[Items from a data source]
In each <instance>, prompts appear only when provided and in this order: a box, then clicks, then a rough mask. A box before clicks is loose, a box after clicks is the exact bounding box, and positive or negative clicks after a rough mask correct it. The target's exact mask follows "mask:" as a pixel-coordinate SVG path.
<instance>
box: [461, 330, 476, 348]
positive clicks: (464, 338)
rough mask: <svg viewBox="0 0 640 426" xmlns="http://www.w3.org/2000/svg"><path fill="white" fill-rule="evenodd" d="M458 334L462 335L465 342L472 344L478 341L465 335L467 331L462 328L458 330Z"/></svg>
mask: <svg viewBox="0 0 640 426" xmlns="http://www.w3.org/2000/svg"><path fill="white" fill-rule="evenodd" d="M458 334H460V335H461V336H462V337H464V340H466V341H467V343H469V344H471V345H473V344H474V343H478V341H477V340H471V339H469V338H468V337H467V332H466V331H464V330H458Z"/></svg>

...

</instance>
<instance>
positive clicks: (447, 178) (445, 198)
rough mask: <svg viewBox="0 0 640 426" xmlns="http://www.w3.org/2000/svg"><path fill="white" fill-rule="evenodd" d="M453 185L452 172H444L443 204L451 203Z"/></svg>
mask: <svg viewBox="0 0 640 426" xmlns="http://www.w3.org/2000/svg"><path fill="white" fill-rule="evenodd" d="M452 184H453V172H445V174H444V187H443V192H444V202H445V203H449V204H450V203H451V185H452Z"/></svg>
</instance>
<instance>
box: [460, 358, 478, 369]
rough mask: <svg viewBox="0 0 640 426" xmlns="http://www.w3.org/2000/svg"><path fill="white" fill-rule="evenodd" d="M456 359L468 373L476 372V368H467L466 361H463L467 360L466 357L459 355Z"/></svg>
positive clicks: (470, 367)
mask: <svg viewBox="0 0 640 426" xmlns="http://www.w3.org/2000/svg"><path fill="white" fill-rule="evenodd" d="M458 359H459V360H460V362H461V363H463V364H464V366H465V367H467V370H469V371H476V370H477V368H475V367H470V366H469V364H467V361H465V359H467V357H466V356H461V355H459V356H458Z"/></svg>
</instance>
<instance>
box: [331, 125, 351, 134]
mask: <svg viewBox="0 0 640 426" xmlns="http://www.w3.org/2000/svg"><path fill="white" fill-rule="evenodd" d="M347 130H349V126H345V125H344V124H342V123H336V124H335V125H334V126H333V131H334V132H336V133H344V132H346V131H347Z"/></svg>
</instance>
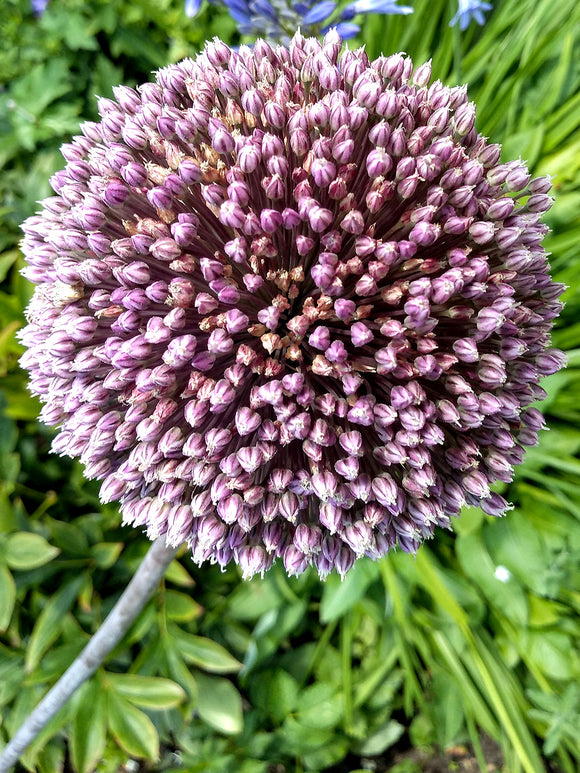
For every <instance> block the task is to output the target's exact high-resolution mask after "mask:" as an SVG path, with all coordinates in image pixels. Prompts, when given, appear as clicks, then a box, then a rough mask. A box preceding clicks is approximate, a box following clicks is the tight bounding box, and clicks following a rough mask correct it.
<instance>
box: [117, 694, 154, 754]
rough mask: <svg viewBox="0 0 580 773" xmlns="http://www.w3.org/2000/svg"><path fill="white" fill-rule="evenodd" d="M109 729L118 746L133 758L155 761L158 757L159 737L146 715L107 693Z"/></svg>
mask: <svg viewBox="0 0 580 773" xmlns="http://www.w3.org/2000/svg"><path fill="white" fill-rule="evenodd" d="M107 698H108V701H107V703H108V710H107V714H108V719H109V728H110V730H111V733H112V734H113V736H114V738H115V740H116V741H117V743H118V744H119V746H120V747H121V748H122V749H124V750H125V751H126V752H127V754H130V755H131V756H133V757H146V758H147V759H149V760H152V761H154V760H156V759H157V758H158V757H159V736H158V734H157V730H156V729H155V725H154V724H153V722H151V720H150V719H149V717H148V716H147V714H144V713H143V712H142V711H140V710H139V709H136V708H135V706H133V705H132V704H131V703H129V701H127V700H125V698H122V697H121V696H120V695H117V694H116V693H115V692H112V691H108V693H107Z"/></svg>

==

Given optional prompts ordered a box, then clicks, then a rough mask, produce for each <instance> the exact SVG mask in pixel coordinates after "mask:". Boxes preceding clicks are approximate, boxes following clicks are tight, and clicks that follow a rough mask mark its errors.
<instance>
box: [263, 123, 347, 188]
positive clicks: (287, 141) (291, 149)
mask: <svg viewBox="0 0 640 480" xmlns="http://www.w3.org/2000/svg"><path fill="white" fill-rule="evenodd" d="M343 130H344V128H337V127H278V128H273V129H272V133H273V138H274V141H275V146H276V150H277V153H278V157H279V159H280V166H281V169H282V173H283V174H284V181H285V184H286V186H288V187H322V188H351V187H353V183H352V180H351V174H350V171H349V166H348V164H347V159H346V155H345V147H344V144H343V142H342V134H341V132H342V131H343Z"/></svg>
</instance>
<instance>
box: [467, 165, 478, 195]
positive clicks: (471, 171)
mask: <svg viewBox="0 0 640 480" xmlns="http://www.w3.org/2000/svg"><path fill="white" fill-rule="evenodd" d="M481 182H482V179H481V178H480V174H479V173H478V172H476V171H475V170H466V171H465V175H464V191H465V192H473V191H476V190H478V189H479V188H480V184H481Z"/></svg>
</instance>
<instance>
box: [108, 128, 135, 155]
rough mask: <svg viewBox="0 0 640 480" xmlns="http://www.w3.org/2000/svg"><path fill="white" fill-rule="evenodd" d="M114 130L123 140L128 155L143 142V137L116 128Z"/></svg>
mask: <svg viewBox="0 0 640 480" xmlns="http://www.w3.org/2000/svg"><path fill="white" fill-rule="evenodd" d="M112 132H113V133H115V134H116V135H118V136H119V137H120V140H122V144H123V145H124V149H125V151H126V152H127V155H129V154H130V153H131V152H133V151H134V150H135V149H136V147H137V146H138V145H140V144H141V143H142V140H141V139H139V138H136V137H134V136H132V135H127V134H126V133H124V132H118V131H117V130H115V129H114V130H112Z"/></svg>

◆ What is expected ◆
Across all the records above, find each line with "exact" in it and copy it.

◆ Exercise solution ◆
In each <instance>, prompts appear only when provided and in this order: a box, then clicks, then a rough mask. A box before clicks is loose, a box after clicks is the exact bounding box, and positive or negative clicks after a rough mask correct it. The target's exact mask follows "mask:" as a pixel-coordinate SVG path.
For every <instance> block the task is to output the target's exact high-resolution mask after "mask:" as an SVG path, with all coordinates in image pixels. Prompts, when given, appear as clicks, then a box, then a rough mask. A box preceding clicks is approximate, a box following clicks is the tight bounding box, and clicks following a rough mask correct it.
Given optional prompts ordered a box, then clicks, then a rough mask, produce for each <instance> the exact SVG mask in pixel coordinates after "mask:". Boxes preceding clicks are approximate, boxes following clicks are tight, and clicks that follow a rough mask mark its errors.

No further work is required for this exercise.